------ Supplied records ------

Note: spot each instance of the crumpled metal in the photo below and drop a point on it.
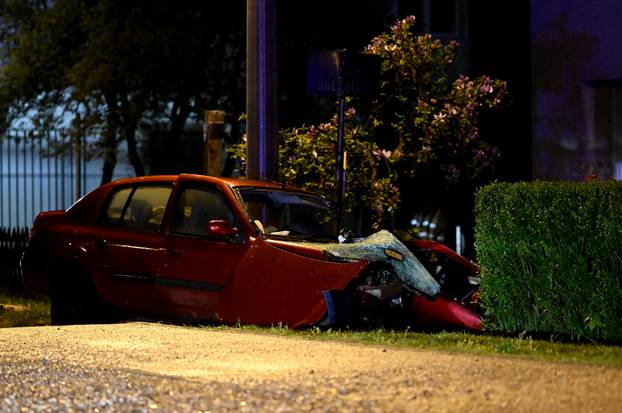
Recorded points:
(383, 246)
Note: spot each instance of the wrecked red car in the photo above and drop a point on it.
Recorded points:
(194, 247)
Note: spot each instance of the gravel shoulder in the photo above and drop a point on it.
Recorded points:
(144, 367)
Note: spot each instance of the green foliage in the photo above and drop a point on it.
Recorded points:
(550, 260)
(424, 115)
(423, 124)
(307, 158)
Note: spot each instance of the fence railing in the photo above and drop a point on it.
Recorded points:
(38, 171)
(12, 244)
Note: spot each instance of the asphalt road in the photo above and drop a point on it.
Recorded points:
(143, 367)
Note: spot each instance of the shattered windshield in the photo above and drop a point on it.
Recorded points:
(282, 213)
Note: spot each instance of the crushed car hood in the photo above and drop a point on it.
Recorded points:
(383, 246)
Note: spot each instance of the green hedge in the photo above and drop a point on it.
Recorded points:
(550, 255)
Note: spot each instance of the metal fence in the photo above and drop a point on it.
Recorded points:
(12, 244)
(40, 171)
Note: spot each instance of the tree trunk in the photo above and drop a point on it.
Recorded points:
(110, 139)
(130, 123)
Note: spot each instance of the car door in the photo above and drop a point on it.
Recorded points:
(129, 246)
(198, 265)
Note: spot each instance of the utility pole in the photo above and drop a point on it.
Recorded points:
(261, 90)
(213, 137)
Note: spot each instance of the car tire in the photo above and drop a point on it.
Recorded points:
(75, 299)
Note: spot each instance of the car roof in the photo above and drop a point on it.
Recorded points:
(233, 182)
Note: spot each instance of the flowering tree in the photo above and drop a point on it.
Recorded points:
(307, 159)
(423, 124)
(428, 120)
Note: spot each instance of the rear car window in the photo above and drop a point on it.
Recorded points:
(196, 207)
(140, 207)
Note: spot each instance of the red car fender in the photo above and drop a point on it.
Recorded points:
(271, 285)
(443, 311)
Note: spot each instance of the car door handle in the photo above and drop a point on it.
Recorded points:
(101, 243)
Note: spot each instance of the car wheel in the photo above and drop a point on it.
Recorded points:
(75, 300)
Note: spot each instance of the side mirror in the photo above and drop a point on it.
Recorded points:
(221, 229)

------

Please write out all of the material above without changing a word, and omit any pictures.

Note: spot each instance of the crumpled metal in the photo below and drop a point on it.
Recorded points:
(383, 246)
Note: spot each instance of the wrecked red car in the photo above and drop a point on it.
Recorded points:
(194, 247)
Note: spot each instance of the gravel shoulder in the photo above and drop a point on it.
Recorded points:
(144, 367)
Note: spot each instance of the green foliage in the photo above and drop a point on it.
Recorded points:
(550, 260)
(424, 115)
(423, 124)
(307, 158)
Note: spot each instance of the fence railing in the photo above and drop a point on it.
Recorded points:
(38, 171)
(12, 244)
Note: spot each instance of the asphalt road in the photo above and drop a point on it.
Recorded points:
(143, 367)
Note: spot each instance of the shattered windshield in the photo above and drop a point on it.
Recorded points:
(282, 213)
Note: spot each instance of the crushed car hood in the photo above and drop a point on it.
Recorded points:
(383, 246)
Note: spot each instance of the green hedge in the photo above and drop a point on it.
Recorded points:
(550, 255)
Note: spot each instance of the metal fence in the photo above and drop a point on it.
Recorded points:
(12, 244)
(40, 171)
Note: spot each instance of the tree trunk in the photo above and drop a point on it.
Recorded points:
(110, 139)
(130, 123)
Note: spot each instance of the car door in the photo above and drop a point on it.
Recorded points:
(129, 246)
(198, 265)
Note: spot each instance of the utility pole in the photo above and drop a point on it.
Recorded points:
(261, 90)
(213, 137)
Note: spot each instance of the car tire in the photo above and drop a point on it.
Recorded points:
(75, 299)
Note: spot each instance of the car roof in the photo above and drop a point on it.
Recorded points:
(233, 182)
Note: spot each instance of the flowering tree in the photo above and drop a point on it.
Recorded points:
(307, 159)
(423, 124)
(428, 120)
Note: spot each instance of the rear car window in the photo above and drop a point on it.
Recorded points:
(196, 207)
(140, 207)
Note: spot each instance of the red car fender in the photo above and drop a point on it.
Recorded points:
(271, 285)
(443, 311)
Note: spot each instance of the car door handle in the photo above and drop a point on it.
Recorded points:
(101, 243)
Note: spot each instance of the car wheel in the photo above and drop a point on it.
Recorded points:
(75, 300)
Note: spot each instance of the side mirror in the photo above and drop a point on it.
Recorded points:
(221, 229)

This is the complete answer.